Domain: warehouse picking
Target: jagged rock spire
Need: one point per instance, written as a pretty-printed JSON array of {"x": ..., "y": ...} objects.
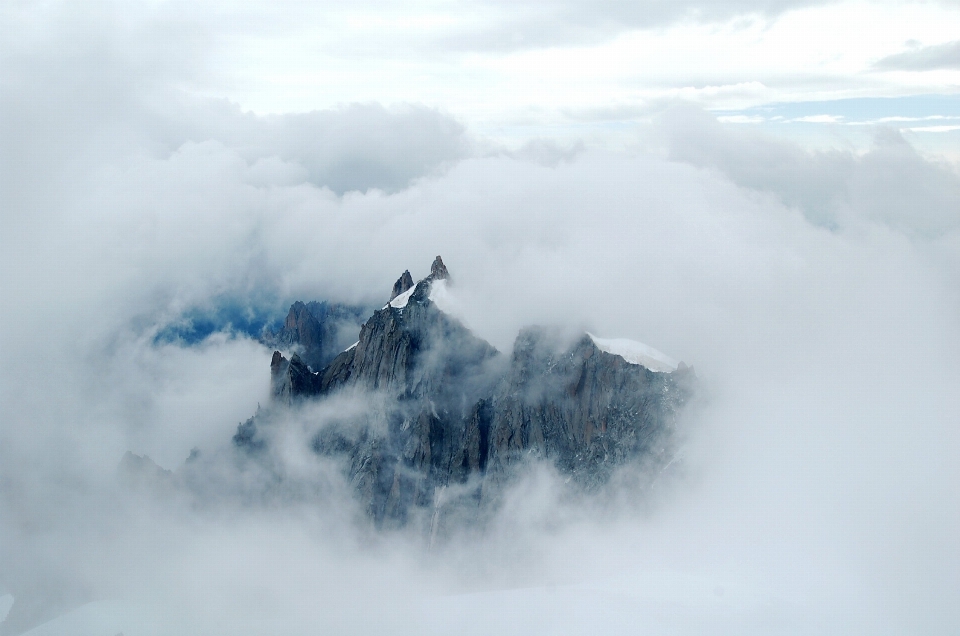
[
  {"x": 438, "y": 271},
  {"x": 403, "y": 283}
]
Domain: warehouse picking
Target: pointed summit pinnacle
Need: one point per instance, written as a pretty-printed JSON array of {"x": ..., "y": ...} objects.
[
  {"x": 403, "y": 283},
  {"x": 438, "y": 271}
]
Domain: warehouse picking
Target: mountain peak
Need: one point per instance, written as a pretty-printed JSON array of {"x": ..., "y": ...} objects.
[{"x": 438, "y": 271}]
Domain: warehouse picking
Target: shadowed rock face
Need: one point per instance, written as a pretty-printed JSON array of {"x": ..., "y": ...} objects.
[
  {"x": 403, "y": 283},
  {"x": 461, "y": 417},
  {"x": 318, "y": 331}
]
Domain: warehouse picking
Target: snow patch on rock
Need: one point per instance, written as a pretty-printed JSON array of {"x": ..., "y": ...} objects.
[{"x": 401, "y": 301}]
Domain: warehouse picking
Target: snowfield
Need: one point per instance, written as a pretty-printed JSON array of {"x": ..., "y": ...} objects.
[{"x": 636, "y": 353}]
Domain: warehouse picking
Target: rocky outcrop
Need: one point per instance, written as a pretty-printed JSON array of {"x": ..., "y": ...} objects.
[
  {"x": 403, "y": 283},
  {"x": 438, "y": 271},
  {"x": 457, "y": 417}
]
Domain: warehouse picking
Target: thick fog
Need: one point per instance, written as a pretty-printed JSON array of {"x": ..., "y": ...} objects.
[{"x": 817, "y": 294}]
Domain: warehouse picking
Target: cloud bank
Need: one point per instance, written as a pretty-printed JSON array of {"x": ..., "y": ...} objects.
[{"x": 816, "y": 294}]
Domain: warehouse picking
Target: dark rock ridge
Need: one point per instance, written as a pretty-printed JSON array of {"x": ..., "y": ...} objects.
[
  {"x": 460, "y": 417},
  {"x": 403, "y": 283},
  {"x": 318, "y": 331}
]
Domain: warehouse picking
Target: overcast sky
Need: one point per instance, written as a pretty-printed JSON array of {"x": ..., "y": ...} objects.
[{"x": 769, "y": 191}]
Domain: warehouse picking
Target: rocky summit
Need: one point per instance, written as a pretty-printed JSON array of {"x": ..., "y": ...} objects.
[{"x": 455, "y": 419}]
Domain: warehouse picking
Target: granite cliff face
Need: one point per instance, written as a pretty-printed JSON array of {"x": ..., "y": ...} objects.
[{"x": 458, "y": 418}]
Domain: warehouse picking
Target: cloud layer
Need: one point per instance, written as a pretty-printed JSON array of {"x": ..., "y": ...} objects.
[{"x": 816, "y": 294}]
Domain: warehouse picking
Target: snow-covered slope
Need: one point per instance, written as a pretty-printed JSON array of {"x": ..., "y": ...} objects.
[
  {"x": 401, "y": 301},
  {"x": 636, "y": 353}
]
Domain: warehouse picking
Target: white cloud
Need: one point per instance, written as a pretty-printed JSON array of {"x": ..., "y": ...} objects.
[{"x": 821, "y": 478}]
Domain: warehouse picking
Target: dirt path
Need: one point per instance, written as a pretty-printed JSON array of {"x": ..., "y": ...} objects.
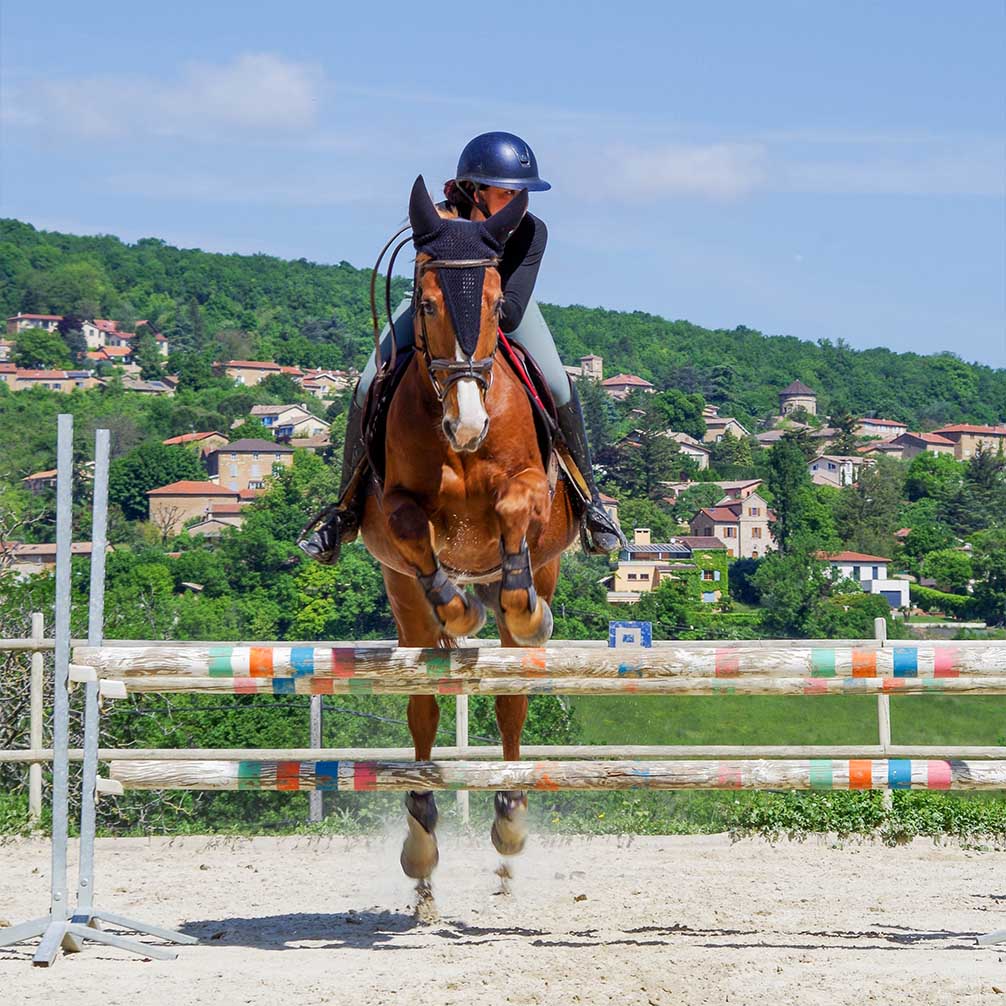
[{"x": 664, "y": 920}]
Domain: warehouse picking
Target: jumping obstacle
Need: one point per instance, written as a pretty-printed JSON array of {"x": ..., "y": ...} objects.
[{"x": 808, "y": 774}]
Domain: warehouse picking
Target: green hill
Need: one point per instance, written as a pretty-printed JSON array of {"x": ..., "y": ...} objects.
[{"x": 305, "y": 313}]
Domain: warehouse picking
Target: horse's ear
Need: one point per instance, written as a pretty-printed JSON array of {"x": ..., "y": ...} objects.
[
  {"x": 422, "y": 212},
  {"x": 502, "y": 224}
]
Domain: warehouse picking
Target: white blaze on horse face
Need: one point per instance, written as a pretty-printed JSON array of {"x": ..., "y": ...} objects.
[{"x": 469, "y": 429}]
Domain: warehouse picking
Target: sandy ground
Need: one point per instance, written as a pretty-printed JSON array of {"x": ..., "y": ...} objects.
[{"x": 644, "y": 920}]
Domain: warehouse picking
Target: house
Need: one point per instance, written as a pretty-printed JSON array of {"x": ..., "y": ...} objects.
[
  {"x": 204, "y": 442},
  {"x": 28, "y": 559},
  {"x": 691, "y": 448},
  {"x": 622, "y": 385},
  {"x": 643, "y": 564},
  {"x": 246, "y": 464},
  {"x": 288, "y": 422},
  {"x": 743, "y": 525},
  {"x": 797, "y": 395},
  {"x": 716, "y": 428},
  {"x": 734, "y": 488},
  {"x": 326, "y": 383},
  {"x": 218, "y": 518},
  {"x": 836, "y": 470},
  {"x": 21, "y": 323},
  {"x": 870, "y": 571},
  {"x": 909, "y": 446},
  {"x": 248, "y": 372},
  {"x": 173, "y": 505},
  {"x": 53, "y": 380},
  {"x": 968, "y": 439},
  {"x": 591, "y": 367},
  {"x": 885, "y": 429}
]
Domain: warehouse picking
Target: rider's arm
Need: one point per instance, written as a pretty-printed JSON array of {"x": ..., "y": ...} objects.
[{"x": 524, "y": 249}]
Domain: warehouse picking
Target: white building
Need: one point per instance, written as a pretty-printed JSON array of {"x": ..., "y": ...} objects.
[{"x": 870, "y": 572}]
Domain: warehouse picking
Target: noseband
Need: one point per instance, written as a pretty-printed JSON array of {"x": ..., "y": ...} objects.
[{"x": 445, "y": 373}]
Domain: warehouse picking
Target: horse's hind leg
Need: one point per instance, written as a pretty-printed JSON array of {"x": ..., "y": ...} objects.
[
  {"x": 416, "y": 627},
  {"x": 509, "y": 832}
]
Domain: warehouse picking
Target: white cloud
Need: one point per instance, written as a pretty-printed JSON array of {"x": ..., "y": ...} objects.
[
  {"x": 716, "y": 171},
  {"x": 257, "y": 92}
]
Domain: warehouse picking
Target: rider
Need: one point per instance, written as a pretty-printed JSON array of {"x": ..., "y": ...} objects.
[{"x": 491, "y": 170}]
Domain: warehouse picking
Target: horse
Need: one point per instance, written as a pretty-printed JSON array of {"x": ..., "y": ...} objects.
[{"x": 466, "y": 498}]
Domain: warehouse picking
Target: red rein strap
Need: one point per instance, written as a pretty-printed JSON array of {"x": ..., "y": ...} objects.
[{"x": 518, "y": 365}]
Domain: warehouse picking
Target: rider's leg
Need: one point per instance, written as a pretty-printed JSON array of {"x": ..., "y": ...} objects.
[
  {"x": 341, "y": 522},
  {"x": 532, "y": 333}
]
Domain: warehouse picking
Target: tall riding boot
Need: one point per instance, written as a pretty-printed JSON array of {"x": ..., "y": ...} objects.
[
  {"x": 339, "y": 523},
  {"x": 600, "y": 534}
]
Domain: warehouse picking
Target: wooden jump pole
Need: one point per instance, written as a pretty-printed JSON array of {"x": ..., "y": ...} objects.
[
  {"x": 806, "y": 774},
  {"x": 871, "y": 660},
  {"x": 413, "y": 682}
]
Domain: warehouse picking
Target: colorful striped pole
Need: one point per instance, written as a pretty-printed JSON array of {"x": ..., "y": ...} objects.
[{"x": 804, "y": 774}]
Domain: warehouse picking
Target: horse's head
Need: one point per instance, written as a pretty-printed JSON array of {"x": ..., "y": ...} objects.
[{"x": 457, "y": 304}]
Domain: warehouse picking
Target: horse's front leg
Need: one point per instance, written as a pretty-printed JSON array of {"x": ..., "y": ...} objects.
[
  {"x": 458, "y": 613},
  {"x": 522, "y": 506}
]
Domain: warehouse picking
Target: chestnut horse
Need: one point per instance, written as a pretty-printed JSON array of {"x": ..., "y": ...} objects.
[{"x": 466, "y": 497}]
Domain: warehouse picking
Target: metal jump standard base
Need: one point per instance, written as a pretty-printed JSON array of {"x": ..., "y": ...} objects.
[{"x": 62, "y": 927}]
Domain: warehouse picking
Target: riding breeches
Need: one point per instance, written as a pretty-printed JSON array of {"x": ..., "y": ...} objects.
[{"x": 532, "y": 334}]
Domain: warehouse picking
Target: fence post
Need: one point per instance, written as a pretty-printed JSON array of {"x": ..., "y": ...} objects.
[
  {"x": 35, "y": 720},
  {"x": 315, "y": 807},
  {"x": 883, "y": 708},
  {"x": 461, "y": 740}
]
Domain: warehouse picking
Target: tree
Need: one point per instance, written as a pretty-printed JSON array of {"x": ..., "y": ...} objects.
[
  {"x": 868, "y": 512},
  {"x": 70, "y": 329},
  {"x": 989, "y": 566},
  {"x": 38, "y": 349},
  {"x": 790, "y": 485},
  {"x": 950, "y": 567},
  {"x": 148, "y": 355},
  {"x": 148, "y": 467}
]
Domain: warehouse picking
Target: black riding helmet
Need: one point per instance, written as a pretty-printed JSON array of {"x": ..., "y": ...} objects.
[{"x": 502, "y": 160}]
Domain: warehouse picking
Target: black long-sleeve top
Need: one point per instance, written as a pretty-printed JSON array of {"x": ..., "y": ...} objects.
[{"x": 519, "y": 269}]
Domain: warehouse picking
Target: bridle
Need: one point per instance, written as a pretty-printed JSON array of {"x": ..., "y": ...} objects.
[{"x": 480, "y": 370}]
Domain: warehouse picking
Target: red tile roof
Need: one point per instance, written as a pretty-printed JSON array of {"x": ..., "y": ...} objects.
[
  {"x": 626, "y": 379},
  {"x": 189, "y": 488},
  {"x": 850, "y": 557},
  {"x": 254, "y": 365},
  {"x": 967, "y": 428}
]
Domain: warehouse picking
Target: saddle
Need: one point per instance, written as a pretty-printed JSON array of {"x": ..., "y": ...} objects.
[{"x": 385, "y": 385}]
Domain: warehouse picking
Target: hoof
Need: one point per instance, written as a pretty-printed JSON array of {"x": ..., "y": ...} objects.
[
  {"x": 420, "y": 854},
  {"x": 509, "y": 832},
  {"x": 544, "y": 631},
  {"x": 469, "y": 624}
]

_Short task_
Pick out every line in the records that contains the word "riding" and copy each one in full.

_Final answer_
Target: tall riding boot
Target: riding breeches
Target: black riding helmet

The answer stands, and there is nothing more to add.